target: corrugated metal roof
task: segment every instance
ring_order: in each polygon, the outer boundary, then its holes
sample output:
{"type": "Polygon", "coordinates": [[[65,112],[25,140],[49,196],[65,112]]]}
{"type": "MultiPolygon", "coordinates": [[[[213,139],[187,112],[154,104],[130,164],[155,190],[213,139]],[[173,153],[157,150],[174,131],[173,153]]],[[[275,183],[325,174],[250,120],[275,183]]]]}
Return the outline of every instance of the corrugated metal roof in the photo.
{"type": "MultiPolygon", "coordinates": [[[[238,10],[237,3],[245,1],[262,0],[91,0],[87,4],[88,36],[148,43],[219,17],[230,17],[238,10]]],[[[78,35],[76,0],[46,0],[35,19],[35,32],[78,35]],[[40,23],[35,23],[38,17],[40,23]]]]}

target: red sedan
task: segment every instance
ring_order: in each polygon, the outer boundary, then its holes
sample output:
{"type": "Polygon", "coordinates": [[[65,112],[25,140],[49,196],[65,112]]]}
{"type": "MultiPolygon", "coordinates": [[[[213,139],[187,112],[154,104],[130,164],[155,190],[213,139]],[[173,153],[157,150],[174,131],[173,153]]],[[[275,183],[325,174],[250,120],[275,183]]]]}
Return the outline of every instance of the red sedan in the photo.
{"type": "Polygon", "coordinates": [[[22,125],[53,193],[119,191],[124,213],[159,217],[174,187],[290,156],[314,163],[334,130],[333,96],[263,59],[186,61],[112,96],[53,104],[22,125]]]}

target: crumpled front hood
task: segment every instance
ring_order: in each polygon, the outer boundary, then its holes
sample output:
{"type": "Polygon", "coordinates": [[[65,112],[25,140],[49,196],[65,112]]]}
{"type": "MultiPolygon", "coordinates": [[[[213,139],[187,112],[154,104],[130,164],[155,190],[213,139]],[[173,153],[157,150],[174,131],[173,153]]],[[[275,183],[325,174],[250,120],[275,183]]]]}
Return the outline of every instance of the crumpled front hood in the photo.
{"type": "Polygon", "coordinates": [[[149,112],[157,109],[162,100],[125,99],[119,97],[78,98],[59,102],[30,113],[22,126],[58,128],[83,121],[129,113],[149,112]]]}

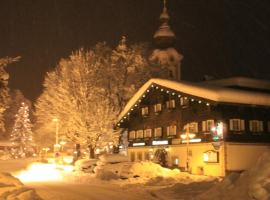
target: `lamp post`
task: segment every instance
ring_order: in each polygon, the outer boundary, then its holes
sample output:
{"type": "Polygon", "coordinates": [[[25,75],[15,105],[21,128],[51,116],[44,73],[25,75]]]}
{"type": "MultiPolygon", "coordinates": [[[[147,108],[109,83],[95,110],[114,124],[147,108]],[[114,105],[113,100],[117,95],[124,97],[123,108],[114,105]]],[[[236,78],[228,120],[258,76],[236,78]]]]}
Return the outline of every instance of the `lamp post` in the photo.
{"type": "Polygon", "coordinates": [[[183,134],[180,135],[183,140],[186,140],[187,158],[186,158],[186,171],[189,171],[189,140],[194,138],[196,135],[194,133],[189,133],[185,130],[183,134]]]}

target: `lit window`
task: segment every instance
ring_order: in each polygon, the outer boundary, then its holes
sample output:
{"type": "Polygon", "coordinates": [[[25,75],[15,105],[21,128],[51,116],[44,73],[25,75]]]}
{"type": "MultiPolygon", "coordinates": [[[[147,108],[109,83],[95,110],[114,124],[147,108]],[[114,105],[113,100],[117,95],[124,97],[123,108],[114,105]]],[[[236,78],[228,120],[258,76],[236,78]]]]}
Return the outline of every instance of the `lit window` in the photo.
{"type": "Polygon", "coordinates": [[[251,132],[262,132],[263,131],[263,122],[259,120],[250,120],[249,121],[249,130],[251,132]]]}
{"type": "Polygon", "coordinates": [[[175,108],[175,100],[171,99],[169,101],[166,101],[166,107],[167,108],[175,108]]]}
{"type": "Polygon", "coordinates": [[[144,130],[144,137],[148,138],[148,137],[152,137],[152,129],[146,129],[144,130]]]}
{"type": "Polygon", "coordinates": [[[172,126],[168,126],[167,127],[167,135],[176,135],[176,126],[172,125],[172,126]]]}
{"type": "Polygon", "coordinates": [[[129,139],[135,139],[136,137],[136,132],[135,131],[130,131],[129,132],[129,139]]]}
{"type": "Polygon", "coordinates": [[[231,131],[244,131],[245,121],[242,119],[230,119],[230,130],[231,131]]]}
{"type": "Polygon", "coordinates": [[[134,162],[135,161],[135,152],[130,153],[130,161],[134,162]]]}
{"type": "Polygon", "coordinates": [[[215,126],[215,121],[213,119],[202,121],[202,131],[209,132],[215,126]]]}
{"type": "Polygon", "coordinates": [[[143,130],[136,131],[136,138],[143,138],[143,130]]]}
{"type": "Polygon", "coordinates": [[[146,115],[149,114],[149,110],[148,110],[148,107],[147,106],[146,107],[143,107],[141,109],[141,111],[142,111],[142,116],[146,116],[146,115]]]}
{"type": "Polygon", "coordinates": [[[137,160],[142,161],[142,152],[137,153],[137,160]]]}
{"type": "Polygon", "coordinates": [[[197,133],[198,132],[198,123],[191,122],[188,124],[187,128],[188,128],[189,133],[197,133]]]}
{"type": "Polygon", "coordinates": [[[155,104],[154,105],[154,110],[155,110],[155,112],[160,112],[162,110],[161,103],[155,104]]]}
{"type": "Polygon", "coordinates": [[[267,129],[268,129],[268,132],[270,132],[270,121],[267,122],[267,129]]]}
{"type": "Polygon", "coordinates": [[[144,160],[150,160],[150,153],[144,152],[144,160]]]}
{"type": "Polygon", "coordinates": [[[162,128],[161,127],[158,127],[158,128],[155,128],[155,137],[161,137],[162,136],[162,128]]]}
{"type": "Polygon", "coordinates": [[[180,105],[181,106],[185,107],[185,106],[188,106],[188,104],[189,104],[189,100],[188,100],[187,97],[181,97],[180,98],[180,105]]]}

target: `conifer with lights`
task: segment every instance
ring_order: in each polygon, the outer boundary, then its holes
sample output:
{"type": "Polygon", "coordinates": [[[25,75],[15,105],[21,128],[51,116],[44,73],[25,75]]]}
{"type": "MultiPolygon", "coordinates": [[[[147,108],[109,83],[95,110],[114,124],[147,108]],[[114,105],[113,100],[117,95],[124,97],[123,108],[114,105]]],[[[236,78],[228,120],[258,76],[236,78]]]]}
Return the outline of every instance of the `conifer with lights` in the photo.
{"type": "Polygon", "coordinates": [[[33,133],[31,128],[29,106],[22,102],[18,113],[15,115],[15,123],[10,136],[14,147],[18,147],[13,151],[14,157],[25,157],[33,152],[33,133]]]}

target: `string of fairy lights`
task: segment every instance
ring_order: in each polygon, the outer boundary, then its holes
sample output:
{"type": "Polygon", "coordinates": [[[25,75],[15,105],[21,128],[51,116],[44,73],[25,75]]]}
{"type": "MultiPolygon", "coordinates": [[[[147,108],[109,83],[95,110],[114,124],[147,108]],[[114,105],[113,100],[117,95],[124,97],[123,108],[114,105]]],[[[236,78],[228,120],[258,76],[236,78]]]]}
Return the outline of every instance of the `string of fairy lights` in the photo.
{"type": "Polygon", "coordinates": [[[160,90],[161,92],[165,92],[168,95],[172,96],[177,96],[178,98],[184,98],[185,100],[189,100],[191,102],[197,102],[198,104],[204,104],[206,106],[210,106],[209,101],[204,101],[201,98],[199,99],[198,97],[190,97],[190,95],[181,93],[181,92],[176,92],[175,90],[168,89],[166,87],[162,87],[160,85],[152,84],[150,87],[148,87],[145,92],[141,95],[141,97],[133,104],[133,106],[130,108],[130,111],[125,114],[120,121],[118,122],[117,126],[120,127],[121,123],[123,123],[125,120],[128,119],[128,116],[133,112],[135,109],[139,108],[139,104],[142,102],[142,100],[147,96],[147,94],[151,90],[160,90]]]}

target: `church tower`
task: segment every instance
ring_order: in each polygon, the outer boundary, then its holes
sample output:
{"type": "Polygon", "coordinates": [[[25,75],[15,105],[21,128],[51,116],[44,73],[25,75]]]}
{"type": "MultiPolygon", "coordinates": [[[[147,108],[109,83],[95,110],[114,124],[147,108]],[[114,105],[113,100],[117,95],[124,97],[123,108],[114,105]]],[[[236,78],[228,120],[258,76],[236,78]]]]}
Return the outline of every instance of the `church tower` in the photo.
{"type": "Polygon", "coordinates": [[[179,81],[181,80],[183,55],[174,48],[176,38],[169,25],[170,16],[167,11],[166,0],[163,0],[163,11],[159,20],[159,29],[154,34],[155,49],[149,59],[166,68],[170,79],[179,81]]]}

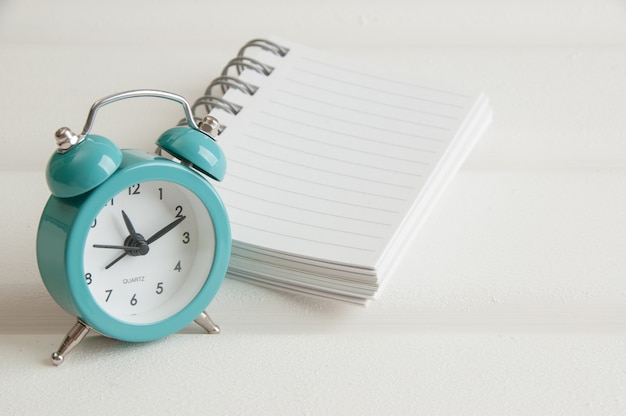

What this task involves →
Copy each line of the records containing the string "target".

Answer box →
target: corrugated metal roof
target: red sedan
target: crumpled front hood
target: `lamp post`
target: `lit window`
target: `conifer with lights`
target: `string of fairy lights`
target: `church tower`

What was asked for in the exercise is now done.